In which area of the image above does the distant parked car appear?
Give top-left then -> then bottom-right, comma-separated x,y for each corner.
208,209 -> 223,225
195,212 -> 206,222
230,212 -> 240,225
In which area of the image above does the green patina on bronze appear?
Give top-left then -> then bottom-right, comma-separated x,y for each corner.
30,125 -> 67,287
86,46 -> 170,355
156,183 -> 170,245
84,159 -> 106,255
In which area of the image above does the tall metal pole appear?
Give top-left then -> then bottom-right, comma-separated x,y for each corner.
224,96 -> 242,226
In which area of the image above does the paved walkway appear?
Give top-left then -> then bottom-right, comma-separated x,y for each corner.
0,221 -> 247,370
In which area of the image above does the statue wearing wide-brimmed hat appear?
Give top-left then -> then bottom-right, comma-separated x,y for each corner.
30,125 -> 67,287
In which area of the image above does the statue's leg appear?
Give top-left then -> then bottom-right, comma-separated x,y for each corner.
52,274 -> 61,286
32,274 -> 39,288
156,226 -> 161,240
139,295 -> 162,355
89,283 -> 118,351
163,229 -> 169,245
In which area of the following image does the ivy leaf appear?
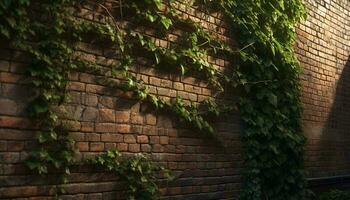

^^^^

WHAT THIS TASK INVOLVES: Copy out all the records above word for word, but leave the pictures out.

RESPONSE:
In which area of the image above does the distant parked car appear?
Give top-left then -> then bottom-right, comma-separated x,y for each corner.
208,209 -> 223,225
195,212 -> 206,222
230,212 -> 240,225
In which area of the image above does the green patina on bronze appear?
Give top-left then -> then bottom-right, comma-separated x,y for each corner.
30,125 -> 67,287
86,46 -> 170,355
156,183 -> 170,245
84,159 -> 106,255
In which area of the image above does the tall metal pole appear?
Give top-left then -> then bottom-right, comma-separated x,y for each corner.
224,96 -> 242,226
In which area of the image above does the paved walkway appear?
Give top-left then -> then bottom-right, comma-separated x,y for each corner.
0,221 -> 247,370
In which area of the image above does the statue wearing wide-brimmed hat appear?
Give top-left then -> then bottom-right, comma-separated x,y for each corner.
30,125 -> 67,287
In which area of the image above does the statue's leg appear?
Give top-left then -> then bottom-right, comma-separated x,y for each corner.
52,274 -> 61,286
32,274 -> 39,288
156,226 -> 161,240
139,295 -> 162,355
89,283 -> 118,351
163,229 -> 169,245
In which area of the following image does the ivy leaf appear?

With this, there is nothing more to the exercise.